In the passage on medical debt below, copy word for word everything from "People with medical" up to and including "bills are paid. (24)".

→ DOCUMENT EXTRACT:
------------------------------
Effects on Health Behaviors

Medical debt negatively influences health behaviors. Debt and debt-related collections practices can cause stress that can lead to risky health behaviors like smoking, increased alcohol consumption, and poor nutrition. (51) Some collectors reportedly use threats of legal action and jail time as an intimidation tactic, even when there may be no legal basis for a lawsuit. (7) These and other aggressive debt collection practices — garnishing wages, property liens, and home foreclosures — can further increase stress. (52) (53)

Effects on Clinical Care

Medical debt negatively impacts access to and utilization of needed health care — at both the individual and community level.

Individual Utilization and Access

People with medical debt and other forms of debt are less likely to access needed health care or prescriptions than those without. (54) (55) (56) (2) (1) (57) (58) Potential reasons can include being hesitant to incur additional debt or providers refusing service until past-due bills are paid. (24)

Community Access

The bad debt that arises from medical debt can threaten the financial viability of local health care providers. Most hospitals that close do so because of financial problems. The causes of financial problems are often multi-dimensional, but high levels of uncompensated care and bad debt can put financial strain on hospitals — particularly for rural facilities that have a less profitable mix of payers and face a number of other negative pressures (e.g. demographics, low utilization, technology, etc.). (59) (60) (61) (62) (63) This can contribute to hospital closures that affect entire communities — not just the local residents with medical debt.
------------------------------
→ EXTRACTED RECORDS:
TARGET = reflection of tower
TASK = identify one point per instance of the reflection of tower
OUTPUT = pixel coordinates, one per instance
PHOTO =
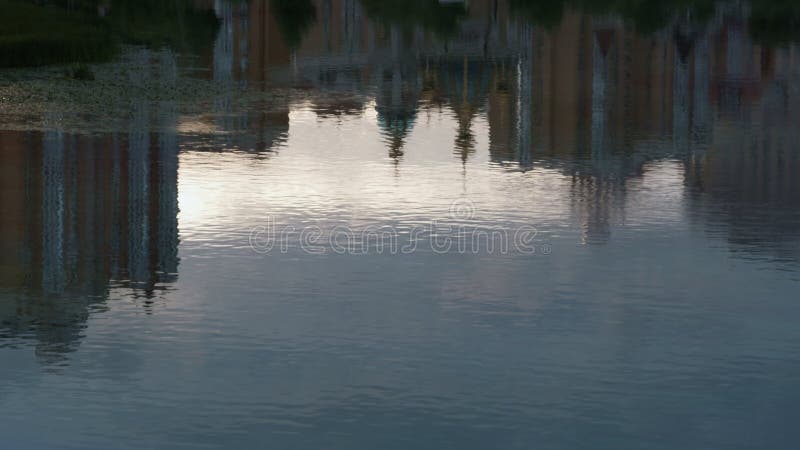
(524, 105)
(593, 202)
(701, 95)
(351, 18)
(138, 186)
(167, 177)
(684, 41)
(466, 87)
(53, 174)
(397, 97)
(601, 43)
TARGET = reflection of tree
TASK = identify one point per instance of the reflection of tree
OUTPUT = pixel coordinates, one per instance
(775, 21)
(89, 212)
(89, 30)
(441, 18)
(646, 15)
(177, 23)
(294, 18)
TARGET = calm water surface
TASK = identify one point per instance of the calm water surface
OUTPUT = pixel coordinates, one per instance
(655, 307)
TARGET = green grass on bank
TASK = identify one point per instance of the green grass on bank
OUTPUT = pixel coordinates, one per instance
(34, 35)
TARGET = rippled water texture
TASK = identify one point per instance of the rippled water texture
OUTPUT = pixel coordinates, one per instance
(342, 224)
------------------------------
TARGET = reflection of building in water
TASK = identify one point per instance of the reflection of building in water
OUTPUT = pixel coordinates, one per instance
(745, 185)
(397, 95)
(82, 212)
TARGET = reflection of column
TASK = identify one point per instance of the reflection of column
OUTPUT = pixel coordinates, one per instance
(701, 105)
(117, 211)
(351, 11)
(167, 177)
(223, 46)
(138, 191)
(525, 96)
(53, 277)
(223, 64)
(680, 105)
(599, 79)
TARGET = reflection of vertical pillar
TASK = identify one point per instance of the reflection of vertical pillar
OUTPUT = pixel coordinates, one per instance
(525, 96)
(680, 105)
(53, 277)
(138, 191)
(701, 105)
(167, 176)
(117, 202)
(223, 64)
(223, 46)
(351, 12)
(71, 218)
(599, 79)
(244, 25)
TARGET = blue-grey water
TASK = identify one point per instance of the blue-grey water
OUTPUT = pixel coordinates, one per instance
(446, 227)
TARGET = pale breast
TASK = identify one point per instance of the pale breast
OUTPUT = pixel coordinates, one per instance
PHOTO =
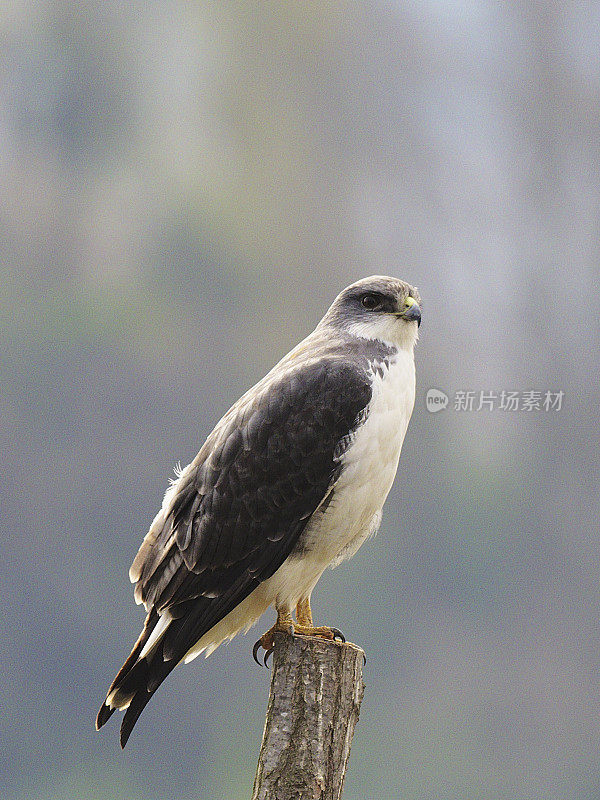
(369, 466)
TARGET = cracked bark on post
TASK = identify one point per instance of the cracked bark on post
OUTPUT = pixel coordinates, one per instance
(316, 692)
------------------------------
→ EXERCISE ANSWER:
People with medical debt and other forms of debt are less likely to access needed health care or prescriptions than those without. (54) (55) (56) (2) (1) (57) (58) Potential reasons can include being hesitant to incur additional debt or providers refusing service until past-due bills are paid. (24)